• **Quoted text**
== == ==
Kenneth Radnitzer and Ed Mampre were born and raised in Oak Park, three years apart and both still live here quietly as old men.
As young men, though, each endured horrendous trials by fire in World War II, Radnitzer on the ground on Okinawa in the South Pacific, Mampre in the skies over Germany.
On Sept. 27, 1944, Mampre’s Squadron 703 lost 28 of its 32 B-24s returning from a bombing run over Kassel, Germany. On April 1, 1945, Radnitzer participated in the invasion of Okinawa, the bloodiest of a line of bloody South Pacific island battles that saw 50,000 American casualties.
This Sept. 9, that service and sacrifice was honored, as Mampre, 85, and Radnitzer, 83, were among 80 veterans who flew to the nation’s capitol to visit the new World War II Memorial as part of Honor Flight Chicago. Mampre’s brother, Albert, had a reserved seat on the flight, but had to cancel because he was invited to fly to Holland to participate in observances of the 65th anniversary of the Allied invasion there. Albert Mampre served in the legendary 506 Easy Company of the 101st Airborne, whose exploits were chronicled by Tom Hank’s and Steven Spielberg’s HBO television series, “Band of Brothers.”
Besides experiencing one of the worst days in U.S. military aviation history, Ed Mampre vividly recalls his first commanding officer- film star Jimmy Stewart, who flew 10 combat missions with Squadron 703.
“A great guy,” Mampre said of Stewart. “Same as he was in the movies.”
Pride of service
For all the suffering and horrors of war, and perhaps because of it, Radnitzer and Mampre have enormous pride in their military service. Radnitzer can still tick off his military attachment- Company G, 2nd Battalion, 5th Regiment, 1st Marine Division.
“You never forget some of the experiences you have in the military,” said Radnitzer, who later served in Korea as a Marine lieutenant. “One of the best things in my life was serving in the military.”
“I was proud of what I did,” said Mampre, a lieutenant and B-24 pilot. “I’d serve again if I had to.”
“These guys are the real deal,” said Debbie King, a local real estate property office manager who volunteers for the USO and with the Honor Flights program. She decries the manner in which our country handled returning World War II vets and other later veterans.
== == ==
• **Rows**
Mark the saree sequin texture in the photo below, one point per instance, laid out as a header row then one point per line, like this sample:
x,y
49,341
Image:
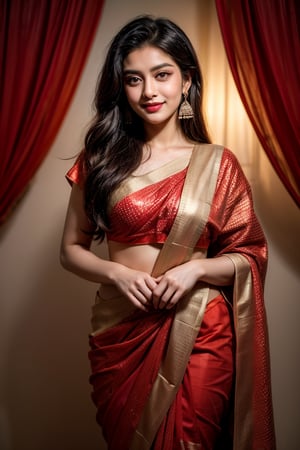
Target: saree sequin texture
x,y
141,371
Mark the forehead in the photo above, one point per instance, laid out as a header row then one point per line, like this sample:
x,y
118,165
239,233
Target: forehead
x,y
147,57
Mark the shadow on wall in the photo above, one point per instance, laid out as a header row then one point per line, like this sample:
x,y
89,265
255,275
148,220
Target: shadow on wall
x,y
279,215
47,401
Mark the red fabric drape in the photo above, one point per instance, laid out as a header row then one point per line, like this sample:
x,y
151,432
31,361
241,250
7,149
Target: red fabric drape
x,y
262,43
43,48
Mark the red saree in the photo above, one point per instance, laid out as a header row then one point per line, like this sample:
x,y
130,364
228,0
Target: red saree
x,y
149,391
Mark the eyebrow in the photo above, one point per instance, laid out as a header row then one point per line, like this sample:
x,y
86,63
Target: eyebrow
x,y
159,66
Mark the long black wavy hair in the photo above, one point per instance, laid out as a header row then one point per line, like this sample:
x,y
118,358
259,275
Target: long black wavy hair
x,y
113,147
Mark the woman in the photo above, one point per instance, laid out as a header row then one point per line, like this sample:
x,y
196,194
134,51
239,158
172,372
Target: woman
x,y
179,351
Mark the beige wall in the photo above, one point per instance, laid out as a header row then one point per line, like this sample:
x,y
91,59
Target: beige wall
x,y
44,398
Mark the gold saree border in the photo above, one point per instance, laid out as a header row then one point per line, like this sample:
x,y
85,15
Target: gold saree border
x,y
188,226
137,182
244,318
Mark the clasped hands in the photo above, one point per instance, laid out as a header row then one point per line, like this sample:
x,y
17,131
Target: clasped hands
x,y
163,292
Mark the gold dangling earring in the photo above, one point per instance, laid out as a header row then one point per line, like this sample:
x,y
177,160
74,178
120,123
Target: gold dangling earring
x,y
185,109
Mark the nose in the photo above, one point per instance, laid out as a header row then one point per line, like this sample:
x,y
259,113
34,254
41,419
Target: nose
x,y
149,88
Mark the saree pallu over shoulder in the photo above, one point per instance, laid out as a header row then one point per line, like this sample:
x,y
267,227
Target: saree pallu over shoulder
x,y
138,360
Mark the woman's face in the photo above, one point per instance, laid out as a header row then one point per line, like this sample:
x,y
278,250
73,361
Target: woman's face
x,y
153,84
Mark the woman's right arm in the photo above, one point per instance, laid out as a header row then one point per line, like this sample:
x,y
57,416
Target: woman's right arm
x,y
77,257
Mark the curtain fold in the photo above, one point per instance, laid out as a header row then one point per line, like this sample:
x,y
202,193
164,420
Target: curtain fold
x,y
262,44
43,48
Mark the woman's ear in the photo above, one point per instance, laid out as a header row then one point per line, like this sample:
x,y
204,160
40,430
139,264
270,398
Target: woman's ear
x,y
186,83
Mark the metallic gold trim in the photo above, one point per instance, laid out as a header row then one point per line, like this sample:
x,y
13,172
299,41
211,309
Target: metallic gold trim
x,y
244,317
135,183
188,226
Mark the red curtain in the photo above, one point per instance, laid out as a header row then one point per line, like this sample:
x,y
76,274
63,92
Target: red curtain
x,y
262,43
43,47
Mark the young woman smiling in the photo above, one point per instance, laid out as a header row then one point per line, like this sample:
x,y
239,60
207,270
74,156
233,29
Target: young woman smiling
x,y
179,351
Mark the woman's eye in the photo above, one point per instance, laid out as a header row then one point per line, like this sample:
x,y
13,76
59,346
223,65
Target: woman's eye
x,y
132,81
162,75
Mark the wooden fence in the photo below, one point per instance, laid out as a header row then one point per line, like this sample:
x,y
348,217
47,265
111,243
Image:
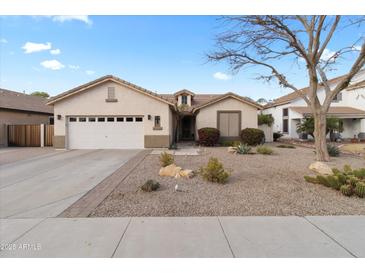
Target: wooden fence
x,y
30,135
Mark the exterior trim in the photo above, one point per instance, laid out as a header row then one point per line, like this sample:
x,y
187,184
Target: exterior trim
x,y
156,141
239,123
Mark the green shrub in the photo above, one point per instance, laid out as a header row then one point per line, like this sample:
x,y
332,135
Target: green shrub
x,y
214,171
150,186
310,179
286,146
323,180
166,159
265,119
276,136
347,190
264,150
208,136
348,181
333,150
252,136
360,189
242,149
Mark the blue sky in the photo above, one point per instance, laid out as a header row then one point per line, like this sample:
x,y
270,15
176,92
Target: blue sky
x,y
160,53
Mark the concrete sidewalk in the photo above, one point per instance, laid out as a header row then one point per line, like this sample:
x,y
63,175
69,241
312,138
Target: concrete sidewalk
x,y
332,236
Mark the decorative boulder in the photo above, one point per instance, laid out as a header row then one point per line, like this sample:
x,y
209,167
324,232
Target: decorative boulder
== == ==
Pick up the article on the two Oak Park veterans after its final sentence and keep writing it.

“Our vets were sent home with a bus ticket or a train ticket,” said King.” It’s like they stuck it [the war experience] in a box in the basement.”
“I think a lot of veterans never got the congratulations they should have gotten,” Radnitzer agreed. “They put me on a train when I got to San Diego, and shipped me to Great Lakes (Naval training station). That’s where I was discharged.”
There’s not a lot of time to correct what King and others call an unacceptable mistake.
“We’re losing 1,200 World War II vets a day,” said King, who said such flights to the memorial in Washington were “literally a race against time.” That reality was underscored last year when one of the veterans with a reservation on an Honor Flight died before he could make it to Washington.
“We had a memorial on the plane, with his photo pinned to a seat,” said King.
Of the 80 people on Radnitzer’s and Mampre’s flight, “half were in wheel chairs.” Many more end up in one as the day wears on, from sheer exhaustion. The frailest vets have a single guardian with them, overseeing their every need. For the healthiest, the ratio is 2-to-1 or 3-to-1, but no one is left to fend for themselves.
King said supervising the Honor Flights is “incredibly labor intensive.” The youngest vets – those who lied about their age to enlist at 15 or 16- are 81 years old now. The oldest so far was 98.
Thrilling, cathartic
King said each and every veteran is “thrilled” to be on the flight with his colleagues. “All you have to do is come to one welcome home celebration and see what it means to them,” she said.
The experience is filled with catharsis, both for the veterans and for those watching over them. Again and again, King said, she hears veterans basically say the same thing- “I thought no one remembered us. I didn’t think anyone cared about what we did.”
King and her colleagues are out to prove that some people do remember.
After breakfast at the airport, the vets are treated to a performance by The Legacy Girls, an Andrews Sisters tribute group, with renditions of “Boogie Woogie Bugle Boy” and “Don’t Sit Under The Apple Tree.”
“It’s 5:30 a.m., and all these 80 year old vets are up jitter bugging,” said King.
The high spirits continued in Washington, with some 1,000 people present.
“There were a ton of people cheering us on,” said Mampre. “Complete strangers are applauding and waving flags,” said King.
The vets would be greeted by another cheering crowd welcoming them home back at Midway Airport in Chicago that night.
“I’ll never forget it,” said Mampre. “Outside of marrying my wife and having my (four) children, this was the greatest thing that’s ever happened to me.”
Radnitzer said he was also thrilled to view the World War II monument, which wasn’t completed until 60 years after the war. “It was something to see,” he said. “Tremendous.”
Radnitzer gave special thanks to his hosts. “These guardian angels are something else,” he said. “They did a great job of taking care of us.”
While Honor Flight volunteers are there to watch over the veterans, not participate, the line sometimes gets blurry. .
“We have to learn to step back and let the vets have their experience,” said King.
But her own feelings are something else.
“I don’t go on a (veteran’s) flight without crying,” she said. “It’s impossible.”